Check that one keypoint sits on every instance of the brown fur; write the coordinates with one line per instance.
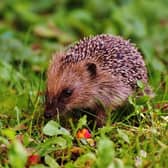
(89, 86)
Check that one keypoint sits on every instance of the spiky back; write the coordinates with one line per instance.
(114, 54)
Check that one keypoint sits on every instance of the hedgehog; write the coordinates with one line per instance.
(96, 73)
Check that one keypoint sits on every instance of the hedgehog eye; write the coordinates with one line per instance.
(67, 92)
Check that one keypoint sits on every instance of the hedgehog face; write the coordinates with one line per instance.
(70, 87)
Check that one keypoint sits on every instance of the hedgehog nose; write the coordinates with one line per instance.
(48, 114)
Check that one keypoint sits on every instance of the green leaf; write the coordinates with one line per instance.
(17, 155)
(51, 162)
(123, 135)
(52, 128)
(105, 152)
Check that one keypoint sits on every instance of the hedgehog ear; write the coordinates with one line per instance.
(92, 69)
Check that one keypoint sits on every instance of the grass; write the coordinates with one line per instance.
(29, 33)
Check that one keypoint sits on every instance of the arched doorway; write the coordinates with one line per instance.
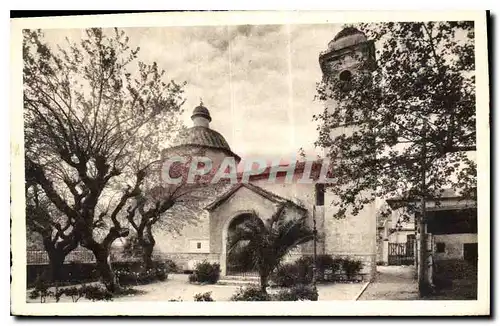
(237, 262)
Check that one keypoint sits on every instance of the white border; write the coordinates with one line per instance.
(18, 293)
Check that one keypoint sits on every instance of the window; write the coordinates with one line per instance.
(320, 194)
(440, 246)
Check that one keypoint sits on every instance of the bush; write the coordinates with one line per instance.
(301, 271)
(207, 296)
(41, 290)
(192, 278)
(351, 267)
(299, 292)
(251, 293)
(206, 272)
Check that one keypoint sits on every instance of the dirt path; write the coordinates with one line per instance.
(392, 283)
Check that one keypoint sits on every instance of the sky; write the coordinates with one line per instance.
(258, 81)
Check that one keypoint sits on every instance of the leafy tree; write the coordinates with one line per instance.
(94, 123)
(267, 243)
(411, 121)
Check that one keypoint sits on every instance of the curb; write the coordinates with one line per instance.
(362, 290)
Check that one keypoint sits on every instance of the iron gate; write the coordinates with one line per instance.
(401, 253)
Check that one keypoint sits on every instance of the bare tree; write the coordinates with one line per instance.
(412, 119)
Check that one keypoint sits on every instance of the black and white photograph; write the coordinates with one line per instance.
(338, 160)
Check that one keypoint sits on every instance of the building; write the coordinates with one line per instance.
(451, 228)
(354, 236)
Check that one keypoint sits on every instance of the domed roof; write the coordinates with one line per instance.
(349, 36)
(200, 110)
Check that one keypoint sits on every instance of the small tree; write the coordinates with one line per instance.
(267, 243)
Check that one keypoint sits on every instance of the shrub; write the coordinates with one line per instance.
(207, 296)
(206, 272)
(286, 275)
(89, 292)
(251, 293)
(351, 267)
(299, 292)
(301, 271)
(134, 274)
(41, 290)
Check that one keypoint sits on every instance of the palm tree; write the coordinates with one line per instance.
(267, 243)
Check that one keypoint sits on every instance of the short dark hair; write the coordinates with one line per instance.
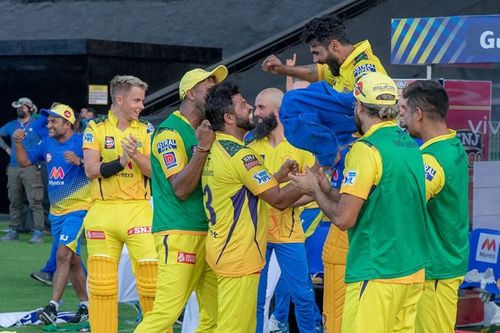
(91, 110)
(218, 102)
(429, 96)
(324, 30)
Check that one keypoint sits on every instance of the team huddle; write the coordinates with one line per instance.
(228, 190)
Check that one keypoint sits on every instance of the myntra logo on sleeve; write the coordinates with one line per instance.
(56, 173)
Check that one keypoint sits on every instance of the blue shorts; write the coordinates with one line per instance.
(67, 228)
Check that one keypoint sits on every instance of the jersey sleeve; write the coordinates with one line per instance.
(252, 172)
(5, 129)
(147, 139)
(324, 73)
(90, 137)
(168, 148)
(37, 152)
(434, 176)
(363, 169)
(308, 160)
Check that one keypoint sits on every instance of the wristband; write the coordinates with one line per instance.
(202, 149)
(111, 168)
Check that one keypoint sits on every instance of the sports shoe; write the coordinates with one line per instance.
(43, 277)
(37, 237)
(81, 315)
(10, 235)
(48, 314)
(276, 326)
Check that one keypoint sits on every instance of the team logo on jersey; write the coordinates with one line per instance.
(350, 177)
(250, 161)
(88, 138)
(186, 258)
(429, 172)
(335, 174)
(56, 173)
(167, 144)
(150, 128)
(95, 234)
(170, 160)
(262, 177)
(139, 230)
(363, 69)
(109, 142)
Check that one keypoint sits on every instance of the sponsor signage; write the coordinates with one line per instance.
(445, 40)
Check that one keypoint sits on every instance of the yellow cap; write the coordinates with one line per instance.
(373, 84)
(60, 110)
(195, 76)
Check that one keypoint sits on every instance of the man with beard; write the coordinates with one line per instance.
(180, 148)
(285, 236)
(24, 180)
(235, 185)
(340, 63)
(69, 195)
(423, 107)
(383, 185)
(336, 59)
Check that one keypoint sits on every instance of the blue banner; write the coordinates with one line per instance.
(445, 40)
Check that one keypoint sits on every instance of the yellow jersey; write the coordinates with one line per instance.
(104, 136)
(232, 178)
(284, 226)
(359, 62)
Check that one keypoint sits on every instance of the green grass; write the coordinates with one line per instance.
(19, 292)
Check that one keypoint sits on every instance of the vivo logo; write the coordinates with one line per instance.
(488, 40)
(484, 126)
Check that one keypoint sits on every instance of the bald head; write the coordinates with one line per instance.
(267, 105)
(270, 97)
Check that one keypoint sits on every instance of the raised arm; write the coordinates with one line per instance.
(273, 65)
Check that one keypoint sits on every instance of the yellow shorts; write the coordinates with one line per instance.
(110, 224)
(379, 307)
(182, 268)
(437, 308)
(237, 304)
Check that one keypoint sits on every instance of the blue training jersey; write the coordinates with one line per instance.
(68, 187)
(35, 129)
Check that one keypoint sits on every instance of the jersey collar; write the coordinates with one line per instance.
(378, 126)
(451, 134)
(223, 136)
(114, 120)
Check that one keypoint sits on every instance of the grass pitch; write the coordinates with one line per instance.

______

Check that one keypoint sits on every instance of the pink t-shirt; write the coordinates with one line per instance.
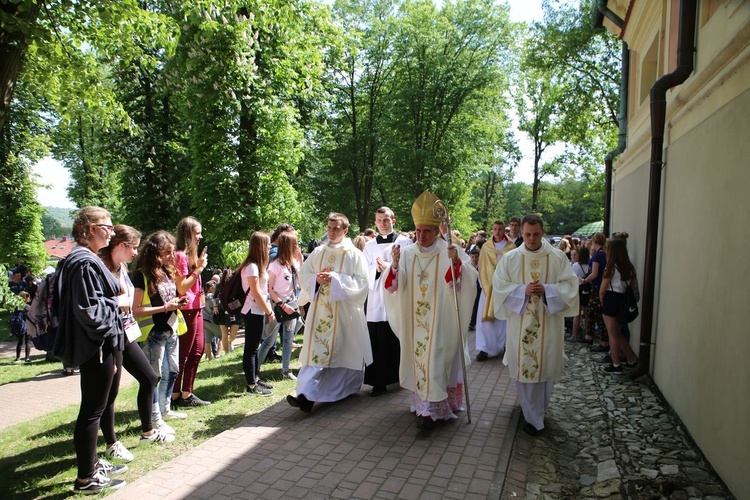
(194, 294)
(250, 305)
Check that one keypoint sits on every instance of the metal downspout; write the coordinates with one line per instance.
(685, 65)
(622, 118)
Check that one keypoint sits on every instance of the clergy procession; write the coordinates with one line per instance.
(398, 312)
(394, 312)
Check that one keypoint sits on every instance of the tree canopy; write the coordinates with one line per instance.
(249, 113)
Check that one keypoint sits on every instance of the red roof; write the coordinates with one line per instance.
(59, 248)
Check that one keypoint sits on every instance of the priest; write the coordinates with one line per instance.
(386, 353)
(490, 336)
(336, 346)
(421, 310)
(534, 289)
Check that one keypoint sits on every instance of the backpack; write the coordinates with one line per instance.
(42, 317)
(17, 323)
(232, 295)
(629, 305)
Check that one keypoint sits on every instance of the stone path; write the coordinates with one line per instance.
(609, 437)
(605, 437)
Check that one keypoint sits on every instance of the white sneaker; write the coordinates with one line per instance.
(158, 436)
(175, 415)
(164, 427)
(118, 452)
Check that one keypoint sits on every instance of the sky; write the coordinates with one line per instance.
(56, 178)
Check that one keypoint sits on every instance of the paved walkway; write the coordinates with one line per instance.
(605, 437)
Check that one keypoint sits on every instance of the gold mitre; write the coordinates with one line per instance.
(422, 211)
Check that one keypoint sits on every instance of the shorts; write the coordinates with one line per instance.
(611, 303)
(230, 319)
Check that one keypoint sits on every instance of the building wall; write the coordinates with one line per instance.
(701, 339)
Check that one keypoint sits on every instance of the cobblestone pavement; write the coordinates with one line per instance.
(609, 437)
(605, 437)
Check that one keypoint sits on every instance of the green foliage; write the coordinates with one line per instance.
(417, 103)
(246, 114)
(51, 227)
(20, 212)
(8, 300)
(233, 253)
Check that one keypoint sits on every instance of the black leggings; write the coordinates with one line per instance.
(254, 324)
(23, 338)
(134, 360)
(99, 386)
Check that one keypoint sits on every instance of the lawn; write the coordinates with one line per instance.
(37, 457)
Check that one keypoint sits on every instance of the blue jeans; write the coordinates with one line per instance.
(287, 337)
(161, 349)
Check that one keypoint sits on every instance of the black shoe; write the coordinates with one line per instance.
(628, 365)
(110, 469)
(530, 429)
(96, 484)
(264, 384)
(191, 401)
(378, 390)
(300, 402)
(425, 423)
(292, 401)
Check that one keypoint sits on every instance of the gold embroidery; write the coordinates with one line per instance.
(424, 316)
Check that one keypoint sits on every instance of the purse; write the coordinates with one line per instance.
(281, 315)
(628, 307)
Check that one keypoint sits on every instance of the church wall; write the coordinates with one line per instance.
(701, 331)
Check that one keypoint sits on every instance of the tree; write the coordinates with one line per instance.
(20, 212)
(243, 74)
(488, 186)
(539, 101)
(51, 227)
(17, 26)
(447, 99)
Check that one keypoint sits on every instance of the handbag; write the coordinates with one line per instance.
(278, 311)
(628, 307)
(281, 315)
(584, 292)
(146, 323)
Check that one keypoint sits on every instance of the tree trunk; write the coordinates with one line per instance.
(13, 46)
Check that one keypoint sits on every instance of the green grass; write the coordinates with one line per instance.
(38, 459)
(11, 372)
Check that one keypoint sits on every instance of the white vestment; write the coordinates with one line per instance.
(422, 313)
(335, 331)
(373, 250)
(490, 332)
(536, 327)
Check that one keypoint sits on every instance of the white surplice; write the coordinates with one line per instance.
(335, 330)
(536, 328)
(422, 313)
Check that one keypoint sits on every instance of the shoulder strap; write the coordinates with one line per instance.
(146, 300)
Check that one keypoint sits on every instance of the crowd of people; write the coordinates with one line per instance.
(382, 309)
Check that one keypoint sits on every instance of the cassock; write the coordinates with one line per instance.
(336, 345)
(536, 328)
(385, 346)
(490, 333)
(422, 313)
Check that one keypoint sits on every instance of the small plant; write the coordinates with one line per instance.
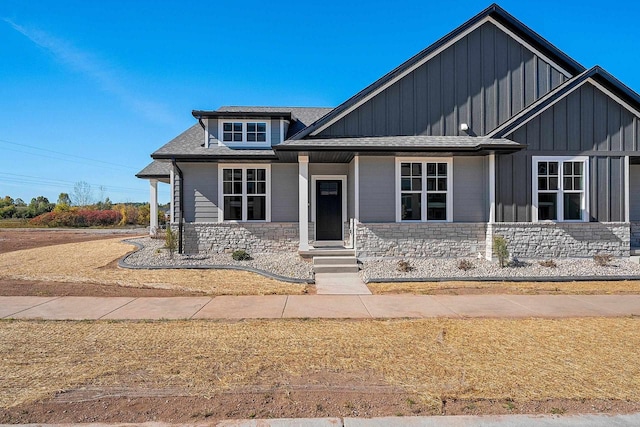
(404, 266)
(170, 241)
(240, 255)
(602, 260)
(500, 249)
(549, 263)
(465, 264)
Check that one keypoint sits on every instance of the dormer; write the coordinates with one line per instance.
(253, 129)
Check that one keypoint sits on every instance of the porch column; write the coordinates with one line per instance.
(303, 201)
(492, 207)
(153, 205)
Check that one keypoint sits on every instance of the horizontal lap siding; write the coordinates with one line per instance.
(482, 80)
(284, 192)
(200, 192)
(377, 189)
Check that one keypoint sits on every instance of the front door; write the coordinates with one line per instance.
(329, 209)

______

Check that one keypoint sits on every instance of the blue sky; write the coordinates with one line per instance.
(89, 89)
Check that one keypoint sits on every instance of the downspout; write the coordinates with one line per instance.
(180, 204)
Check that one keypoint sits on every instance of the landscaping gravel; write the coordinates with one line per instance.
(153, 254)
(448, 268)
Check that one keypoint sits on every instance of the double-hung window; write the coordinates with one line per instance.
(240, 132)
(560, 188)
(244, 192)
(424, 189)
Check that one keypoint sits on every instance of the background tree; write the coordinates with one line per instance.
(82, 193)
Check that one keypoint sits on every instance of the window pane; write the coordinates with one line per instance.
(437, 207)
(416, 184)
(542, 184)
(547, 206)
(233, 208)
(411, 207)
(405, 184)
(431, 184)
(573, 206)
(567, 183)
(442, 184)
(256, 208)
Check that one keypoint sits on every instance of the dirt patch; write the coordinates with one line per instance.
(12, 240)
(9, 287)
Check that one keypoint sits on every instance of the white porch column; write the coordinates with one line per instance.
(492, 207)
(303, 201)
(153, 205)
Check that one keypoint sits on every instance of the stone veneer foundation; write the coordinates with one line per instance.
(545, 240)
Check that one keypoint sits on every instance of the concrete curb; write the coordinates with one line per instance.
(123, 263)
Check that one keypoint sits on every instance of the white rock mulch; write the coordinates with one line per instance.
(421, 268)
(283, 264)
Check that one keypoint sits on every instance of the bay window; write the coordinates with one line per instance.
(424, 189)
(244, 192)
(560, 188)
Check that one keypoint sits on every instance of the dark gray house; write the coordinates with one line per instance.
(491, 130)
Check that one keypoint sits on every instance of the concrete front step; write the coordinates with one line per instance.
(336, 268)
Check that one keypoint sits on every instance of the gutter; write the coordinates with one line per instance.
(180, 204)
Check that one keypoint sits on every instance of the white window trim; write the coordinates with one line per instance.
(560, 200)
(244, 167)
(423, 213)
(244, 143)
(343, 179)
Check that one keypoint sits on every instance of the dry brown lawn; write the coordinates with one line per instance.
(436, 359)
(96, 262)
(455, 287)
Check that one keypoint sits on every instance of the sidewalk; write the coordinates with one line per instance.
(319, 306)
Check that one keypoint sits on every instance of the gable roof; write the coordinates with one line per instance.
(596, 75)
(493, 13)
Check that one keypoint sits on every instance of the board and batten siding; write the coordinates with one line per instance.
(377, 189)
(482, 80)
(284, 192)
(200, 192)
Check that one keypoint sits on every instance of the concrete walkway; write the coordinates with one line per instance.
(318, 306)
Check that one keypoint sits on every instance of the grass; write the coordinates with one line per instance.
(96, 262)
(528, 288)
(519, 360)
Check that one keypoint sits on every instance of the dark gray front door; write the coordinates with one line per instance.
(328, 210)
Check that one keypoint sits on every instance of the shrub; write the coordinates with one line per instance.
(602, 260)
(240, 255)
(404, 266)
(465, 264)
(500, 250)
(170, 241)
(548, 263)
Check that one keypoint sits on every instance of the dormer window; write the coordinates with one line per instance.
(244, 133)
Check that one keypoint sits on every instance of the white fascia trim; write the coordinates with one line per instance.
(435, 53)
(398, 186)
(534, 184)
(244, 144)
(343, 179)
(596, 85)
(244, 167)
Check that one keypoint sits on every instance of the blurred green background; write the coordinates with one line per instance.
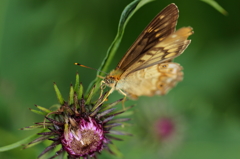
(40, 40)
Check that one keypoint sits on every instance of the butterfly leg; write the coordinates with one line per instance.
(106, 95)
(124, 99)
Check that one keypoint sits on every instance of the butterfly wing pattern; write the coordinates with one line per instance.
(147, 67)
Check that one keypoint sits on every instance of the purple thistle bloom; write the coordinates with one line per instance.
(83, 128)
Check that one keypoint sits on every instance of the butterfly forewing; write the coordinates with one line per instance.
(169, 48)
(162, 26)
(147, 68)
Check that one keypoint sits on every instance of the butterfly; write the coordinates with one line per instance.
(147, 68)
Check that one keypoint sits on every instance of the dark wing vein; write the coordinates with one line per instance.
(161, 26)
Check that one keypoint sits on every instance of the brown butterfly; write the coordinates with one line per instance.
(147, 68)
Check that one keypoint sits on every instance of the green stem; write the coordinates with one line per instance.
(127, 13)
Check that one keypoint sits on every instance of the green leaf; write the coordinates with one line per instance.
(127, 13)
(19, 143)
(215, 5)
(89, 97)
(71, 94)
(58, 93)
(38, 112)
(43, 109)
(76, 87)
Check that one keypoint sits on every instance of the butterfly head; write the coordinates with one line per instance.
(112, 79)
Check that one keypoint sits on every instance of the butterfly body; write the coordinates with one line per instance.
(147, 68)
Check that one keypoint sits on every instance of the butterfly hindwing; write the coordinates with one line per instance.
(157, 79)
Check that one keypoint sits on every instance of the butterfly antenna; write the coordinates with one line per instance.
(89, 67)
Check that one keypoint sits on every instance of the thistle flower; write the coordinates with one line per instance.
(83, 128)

______

Challenge
Can you show every line from the items above that contains the word "wall", copying each line in full?

Result of this exercise
Check that one keypoint sits on every instance of the building wall; write the coordinates with one line per instance.
Check that one keypoint sits on every instance of the church wall; write the coordinates with one line per instance.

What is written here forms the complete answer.